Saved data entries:

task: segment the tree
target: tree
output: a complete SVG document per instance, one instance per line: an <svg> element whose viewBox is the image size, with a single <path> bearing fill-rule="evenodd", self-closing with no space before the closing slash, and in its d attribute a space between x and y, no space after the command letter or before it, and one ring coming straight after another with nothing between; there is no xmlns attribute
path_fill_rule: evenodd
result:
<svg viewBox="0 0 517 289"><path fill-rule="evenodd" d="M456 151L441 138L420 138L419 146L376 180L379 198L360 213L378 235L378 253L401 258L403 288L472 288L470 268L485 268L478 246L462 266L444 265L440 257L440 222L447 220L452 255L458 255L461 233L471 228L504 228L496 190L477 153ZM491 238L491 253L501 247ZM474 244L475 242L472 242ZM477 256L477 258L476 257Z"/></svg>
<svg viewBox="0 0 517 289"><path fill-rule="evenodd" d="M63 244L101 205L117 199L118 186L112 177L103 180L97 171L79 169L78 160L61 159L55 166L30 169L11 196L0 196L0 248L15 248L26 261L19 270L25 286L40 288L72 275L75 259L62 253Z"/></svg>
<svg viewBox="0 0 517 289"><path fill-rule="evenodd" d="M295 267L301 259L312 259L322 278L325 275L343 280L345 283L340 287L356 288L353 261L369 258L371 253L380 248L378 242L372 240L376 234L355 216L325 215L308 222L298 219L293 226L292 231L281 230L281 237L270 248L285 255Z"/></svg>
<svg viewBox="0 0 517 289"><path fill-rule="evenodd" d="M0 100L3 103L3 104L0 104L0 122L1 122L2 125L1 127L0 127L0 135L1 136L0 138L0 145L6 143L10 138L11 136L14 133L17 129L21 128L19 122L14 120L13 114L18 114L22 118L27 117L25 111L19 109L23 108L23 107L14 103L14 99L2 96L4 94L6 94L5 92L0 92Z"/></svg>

Requirement: Convert every line of the records above into a JSON list of strings, one string per line, leaving out any blank lines.

Full output:
[
  "task: segment the tree",
  "target: tree",
  "output: a complete SVG document per instance, one instance per line: an <svg> element whose viewBox is the image size, with a single <path> bearing fill-rule=\"evenodd\", self-closing with no space before the closing slash, and in its d attribute a space between x and y, no space after the command letter or before it, and one ring coming straight after another with nothing between; there is no xmlns attribute",
  "path_fill_rule: evenodd",
  "result:",
  "<svg viewBox=\"0 0 517 289\"><path fill-rule=\"evenodd\" d=\"M456 151L441 138L420 138L419 146L376 180L379 198L360 213L378 235L378 253L401 258L403 288L472 288L470 268L485 268L478 246L462 266L444 265L440 257L440 222L447 220L452 255L458 255L461 233L471 228L504 228L496 190L477 153ZM491 238L491 253L501 247ZM474 244L475 242L472 242ZM477 256L477 258L476 257Z\"/></svg>",
  "<svg viewBox=\"0 0 517 289\"><path fill-rule=\"evenodd\" d=\"M63 244L101 205L117 199L118 186L112 177L103 180L97 171L79 169L78 160L61 159L55 166L30 169L11 196L0 196L0 248L15 248L26 261L19 270L25 286L40 288L72 275L75 259L62 253Z\"/></svg>",
  "<svg viewBox=\"0 0 517 289\"><path fill-rule=\"evenodd\" d=\"M295 267L301 259L312 259L322 278L325 275L343 280L345 283L340 287L356 288L353 261L369 258L371 253L380 248L378 242L372 240L376 234L355 216L325 215L308 222L298 219L293 226L292 231L281 230L281 237L270 248L285 255Z\"/></svg>",
  "<svg viewBox=\"0 0 517 289\"><path fill-rule=\"evenodd\" d=\"M0 100L3 103L3 104L0 104L0 122L1 122L2 125L1 127L0 127L0 135L1 136L0 138L0 145L6 143L10 138L11 136L14 133L17 129L21 128L19 122L14 120L13 114L18 114L22 118L27 117L25 111L19 109L23 108L23 107L14 103L14 99L2 96L4 94L6 94L5 92L0 92Z\"/></svg>"
]